TEXTO PROPORCIONADO:
----

Enemigo de las definiciones y los métodos el artista mexicano más fecundo de la época moderna, con cinco décadas de creación ininterrumpida, nutre su obra de sus vivencias y recuerdos lejanos.

Es fácil de reconocer. Su barba poco uniforme y cabello cano enmarañado, que parece seguir al aire, son inconfundibles, lo mismo que su peculiar camisa blanca desfajada, pantalón beige y botas de un color indefinido a causa del tiempo.

Pocos se acercan a él. Quienes traspasan sus “límites” son los niños de una primaria de la capital oaxaqueña que, a falta de una escuela segura después del terremoto del pasado 7 de septiembre, toman clases de manera temporal en el IAGO.

----

DATOS DE ORIGEN:
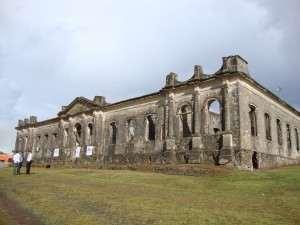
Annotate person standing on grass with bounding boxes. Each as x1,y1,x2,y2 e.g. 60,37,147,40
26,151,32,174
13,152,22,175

----

EN QUÉ CONSISTE: Edita el fragmento del texto que va entre "Enemigo de las" y "en el IAGO.", ambos incluidos, sustituyendo "pantalón beige" por "pantalón azul". Las líneas no guardan ninguna relación con el texto.

RESPUESTA COMPLETA:
Enemigo de las definiciones y los métodos el artista mexicano más fecundo de la época moderna, con cinco décadas de creación ininterrumpida, nutre su obra de sus vivencias y recuerdos lejanos.

Es fácil de reconocer. Su barba poco uniforme y cabello cano enmarañado, que parece seguir al aire, son inconfundibles, lo mismo que su peculiar camisa blanca desfajada, pantalón azul y botas de un color indefinido a causa del tiempo.

Pocos se acercan a él. Quienes traspasan sus “límites” son los niños de una primaria de la capital oaxaqueña que, a falta de una escuela segura después del terremoto del pasado 7 de septiembre, toman clases de manera temporal en el IAGO.